Update the material by replacing "Target" with "Object" and leaving everything else unchanged. Omit the pictures from your output.

# start of Available records

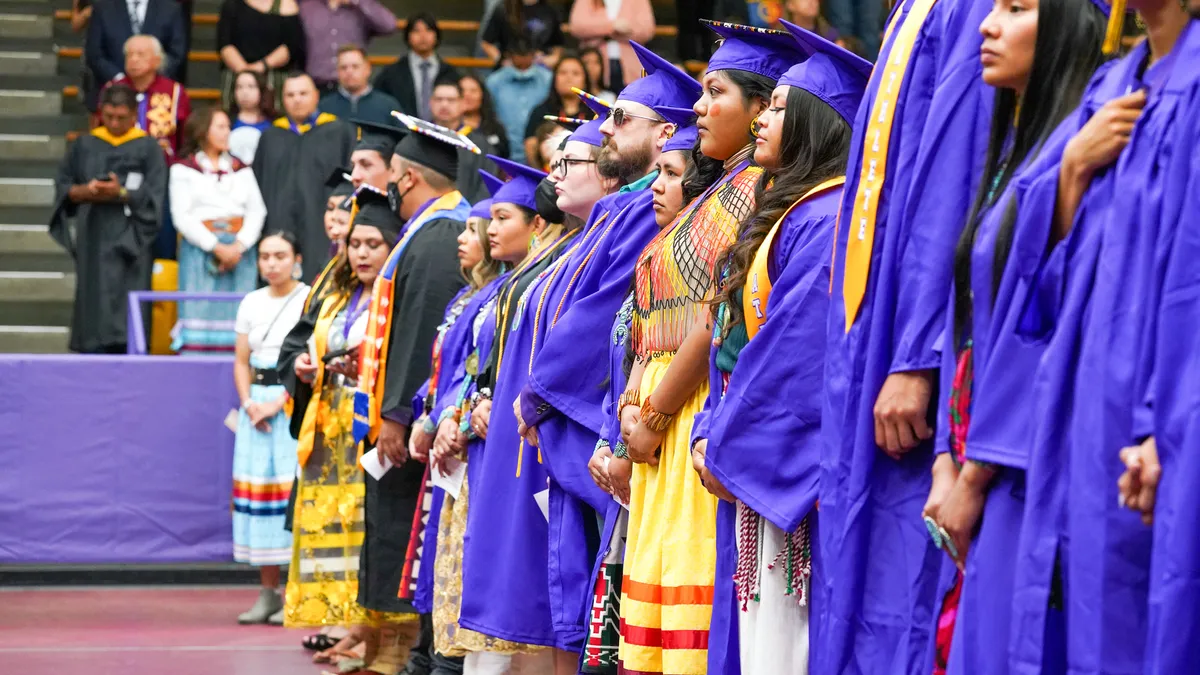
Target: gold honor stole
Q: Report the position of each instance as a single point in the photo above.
(875, 159)
(757, 291)
(372, 359)
(329, 309)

# end of Available records

● Expected answer:
Object: gold honor stole
Q: Report the position of each instance as a single point in the photo above.
(875, 159)
(757, 291)
(372, 359)
(329, 309)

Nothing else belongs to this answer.